** Opening THE RECORDS block **
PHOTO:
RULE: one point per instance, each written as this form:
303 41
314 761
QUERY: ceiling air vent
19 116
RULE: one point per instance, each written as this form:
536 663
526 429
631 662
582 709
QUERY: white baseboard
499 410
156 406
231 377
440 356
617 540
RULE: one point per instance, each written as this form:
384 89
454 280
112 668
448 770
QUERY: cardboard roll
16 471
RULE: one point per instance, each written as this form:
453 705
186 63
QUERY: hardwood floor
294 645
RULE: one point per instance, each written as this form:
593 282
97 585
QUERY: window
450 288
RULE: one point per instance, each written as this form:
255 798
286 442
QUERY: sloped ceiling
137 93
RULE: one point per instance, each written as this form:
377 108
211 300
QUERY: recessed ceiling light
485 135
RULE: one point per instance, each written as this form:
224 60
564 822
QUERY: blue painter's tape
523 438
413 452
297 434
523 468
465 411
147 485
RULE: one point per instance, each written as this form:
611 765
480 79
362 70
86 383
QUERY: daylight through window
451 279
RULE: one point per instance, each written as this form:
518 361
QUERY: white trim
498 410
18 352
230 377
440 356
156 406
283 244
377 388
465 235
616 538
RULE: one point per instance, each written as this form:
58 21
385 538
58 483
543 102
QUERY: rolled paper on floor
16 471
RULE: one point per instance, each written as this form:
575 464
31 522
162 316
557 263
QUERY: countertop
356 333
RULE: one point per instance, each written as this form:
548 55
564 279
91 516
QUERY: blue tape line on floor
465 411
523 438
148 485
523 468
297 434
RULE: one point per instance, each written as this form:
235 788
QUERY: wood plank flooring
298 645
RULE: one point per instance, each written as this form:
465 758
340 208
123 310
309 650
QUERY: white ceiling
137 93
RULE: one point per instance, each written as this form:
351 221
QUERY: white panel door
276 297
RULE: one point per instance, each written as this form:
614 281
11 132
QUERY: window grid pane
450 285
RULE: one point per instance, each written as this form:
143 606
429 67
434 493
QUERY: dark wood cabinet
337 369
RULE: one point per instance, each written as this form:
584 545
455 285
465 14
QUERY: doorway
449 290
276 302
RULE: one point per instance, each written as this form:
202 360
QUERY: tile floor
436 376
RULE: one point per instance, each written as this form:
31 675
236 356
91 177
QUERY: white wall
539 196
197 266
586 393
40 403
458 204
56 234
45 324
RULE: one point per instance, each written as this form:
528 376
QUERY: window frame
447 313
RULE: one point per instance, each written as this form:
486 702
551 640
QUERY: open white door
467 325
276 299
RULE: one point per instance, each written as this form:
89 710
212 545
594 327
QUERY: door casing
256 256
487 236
** Closing THE RECORDS block **
* _WHAT IS REQUIRED_
Every entry, from first to last, is to be reproduced exactly.

* _EXERCISE ANSWER_
PHOTO:
RULE: one point per instance, each written as this form:
303 41
314 761
QUERY: ceiling air vent
19 116
RULE: one point per instance, each written as this form:
536 663
526 429
631 662
582 709
QUERY: white baseboard
499 410
156 406
231 377
440 356
617 540
RULE: one point per instance, each written as this form:
384 89
454 280
112 668
448 770
QUERY: cardboard roll
16 471
RULE: one point per instance, each written as this form:
453 705
186 63
QUERY: hardwood floor
294 645
RULE: one point per instance, each written as this form:
593 282
97 585
QUERY: window
450 288
RULE: one point per instance, each written as this form:
255 798
286 442
QUERY: sloped ceiling
137 93
RULE: one point per instance, each written as this form:
377 108
211 300
QUERY: recessed ceiling light
485 135
RULE: one point per instance, each written as this form:
224 60
564 822
QUERY: blue painter's tape
523 438
413 452
297 434
523 468
465 411
147 485
RULE: one point per instance, each written as this form:
611 765
480 79
362 70
86 383
QUERY: daylight through window
451 279
RULE: one point per instance, each written as this form:
518 361
QUERY: white trim
498 410
18 352
230 377
440 356
156 406
283 244
377 388
465 235
616 538
RULE: one point per instance, each written as this form:
58 21
385 538
58 483
543 102
QUERY: rolled paper on floor
16 471
RULE: one point per instance, each written as this form:
575 464
31 522
162 316
557 263
QUERY: countertop
356 333
RULE: one point per instance, each written as this form:
548 55
564 279
91 516
QUERY: blue tape line on floor
465 411
523 438
148 485
523 468
297 434
RULE: one point per instance, each written as this form:
235 788
QUERY: wood plank flooring
298 645
RULE: one point per instance, each written as this form:
465 758
340 208
123 310
309 650
QUERY: white ceiling
137 93
RULE: one point per instance, each written as this form:
351 221
QUERY: white panel door
276 297
RULE: one point per instance, each written as this form:
614 281
11 132
QUERY: window grid pane
450 285
RULE: one point per instance, each written as this form:
143 606
429 67
434 493
QUERY: dark wood cabinet
337 369
RULE: one point per instance, each written as this form:
584 545
455 285
465 14
QUERY: doorway
449 290
276 302
RULE: one point per instance, each written as this form:
202 360
QUERY: tile floor
436 376
RULE: one point per instance, each written as this form:
31 675
236 356
91 177
QUERY: white wall
539 196
197 266
586 393
40 403
458 204
56 234
45 324
RULE: one point per instance, each written as this form:
528 376
QUERY: window frame
447 313
RULE: one point per instance, each written as this form:
486 702
551 640
QUERY: open white door
467 325
276 299
RULE: one point per instance, each written as this form:
89 710
212 545
594 327
QUERY: door casing
256 256
487 236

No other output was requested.